**Your goal**: Rewrite the entries below so that each "blue plum" becomes "ripe plum", keeping every other character as it is.

Excerpts of pointing data
# # # # # # #

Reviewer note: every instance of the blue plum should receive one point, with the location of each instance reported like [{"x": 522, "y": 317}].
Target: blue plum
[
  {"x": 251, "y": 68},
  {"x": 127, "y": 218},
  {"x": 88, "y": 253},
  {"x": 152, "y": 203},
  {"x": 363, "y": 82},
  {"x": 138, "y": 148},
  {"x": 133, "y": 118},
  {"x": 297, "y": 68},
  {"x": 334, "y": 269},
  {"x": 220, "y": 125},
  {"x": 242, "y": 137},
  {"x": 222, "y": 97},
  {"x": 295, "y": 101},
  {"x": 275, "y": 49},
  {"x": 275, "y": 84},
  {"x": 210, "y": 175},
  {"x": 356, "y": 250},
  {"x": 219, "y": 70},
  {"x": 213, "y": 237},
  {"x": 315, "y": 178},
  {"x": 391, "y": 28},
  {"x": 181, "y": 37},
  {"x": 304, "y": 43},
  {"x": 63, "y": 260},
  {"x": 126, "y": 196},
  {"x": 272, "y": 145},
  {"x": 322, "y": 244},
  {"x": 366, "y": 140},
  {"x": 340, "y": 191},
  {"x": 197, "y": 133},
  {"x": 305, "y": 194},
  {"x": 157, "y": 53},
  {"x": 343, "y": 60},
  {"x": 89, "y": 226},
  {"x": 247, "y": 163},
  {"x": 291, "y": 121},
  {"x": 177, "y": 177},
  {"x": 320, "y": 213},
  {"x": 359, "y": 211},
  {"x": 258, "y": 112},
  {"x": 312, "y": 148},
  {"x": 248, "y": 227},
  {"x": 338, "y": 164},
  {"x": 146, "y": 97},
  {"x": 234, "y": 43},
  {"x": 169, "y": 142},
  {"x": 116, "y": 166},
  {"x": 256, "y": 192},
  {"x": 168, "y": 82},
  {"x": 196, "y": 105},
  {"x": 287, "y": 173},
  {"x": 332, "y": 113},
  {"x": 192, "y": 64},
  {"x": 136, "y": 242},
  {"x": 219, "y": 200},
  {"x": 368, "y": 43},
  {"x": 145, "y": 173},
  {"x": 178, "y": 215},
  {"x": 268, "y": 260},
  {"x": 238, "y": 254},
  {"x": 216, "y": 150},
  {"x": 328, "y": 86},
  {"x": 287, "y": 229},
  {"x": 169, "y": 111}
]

# # # # # # #

**Solution to the exercise**:
Reviewer note: every instance of the ripe plum should receive one point, with the location of each instance reported like [{"x": 522, "y": 317}].
Target: ripe plum
[
  {"x": 251, "y": 68},
  {"x": 127, "y": 218},
  {"x": 88, "y": 253},
  {"x": 152, "y": 203},
  {"x": 363, "y": 82},
  {"x": 138, "y": 148},
  {"x": 133, "y": 118},
  {"x": 297, "y": 68},
  {"x": 334, "y": 269},
  {"x": 220, "y": 125},
  {"x": 242, "y": 137},
  {"x": 222, "y": 97},
  {"x": 295, "y": 101},
  {"x": 275, "y": 49},
  {"x": 275, "y": 84},
  {"x": 210, "y": 175},
  {"x": 356, "y": 250},
  {"x": 219, "y": 70},
  {"x": 213, "y": 237},
  {"x": 315, "y": 178},
  {"x": 391, "y": 28},
  {"x": 181, "y": 37},
  {"x": 304, "y": 43},
  {"x": 63, "y": 260},
  {"x": 126, "y": 196},
  {"x": 272, "y": 145},
  {"x": 322, "y": 244},
  {"x": 366, "y": 140},
  {"x": 340, "y": 191},
  {"x": 197, "y": 133},
  {"x": 305, "y": 194},
  {"x": 157, "y": 53},
  {"x": 343, "y": 60},
  {"x": 89, "y": 226},
  {"x": 247, "y": 163},
  {"x": 291, "y": 121},
  {"x": 177, "y": 177},
  {"x": 320, "y": 213},
  {"x": 359, "y": 211},
  {"x": 258, "y": 112},
  {"x": 312, "y": 148},
  {"x": 248, "y": 227},
  {"x": 338, "y": 164},
  {"x": 146, "y": 97},
  {"x": 234, "y": 43},
  {"x": 169, "y": 142},
  {"x": 116, "y": 166},
  {"x": 256, "y": 192},
  {"x": 168, "y": 82},
  {"x": 196, "y": 105},
  {"x": 287, "y": 173},
  {"x": 332, "y": 113},
  {"x": 192, "y": 64},
  {"x": 136, "y": 242},
  {"x": 219, "y": 200},
  {"x": 368, "y": 43},
  {"x": 145, "y": 173},
  {"x": 178, "y": 215},
  {"x": 268, "y": 260},
  {"x": 238, "y": 254},
  {"x": 216, "y": 150},
  {"x": 328, "y": 86},
  {"x": 287, "y": 229},
  {"x": 169, "y": 111}
]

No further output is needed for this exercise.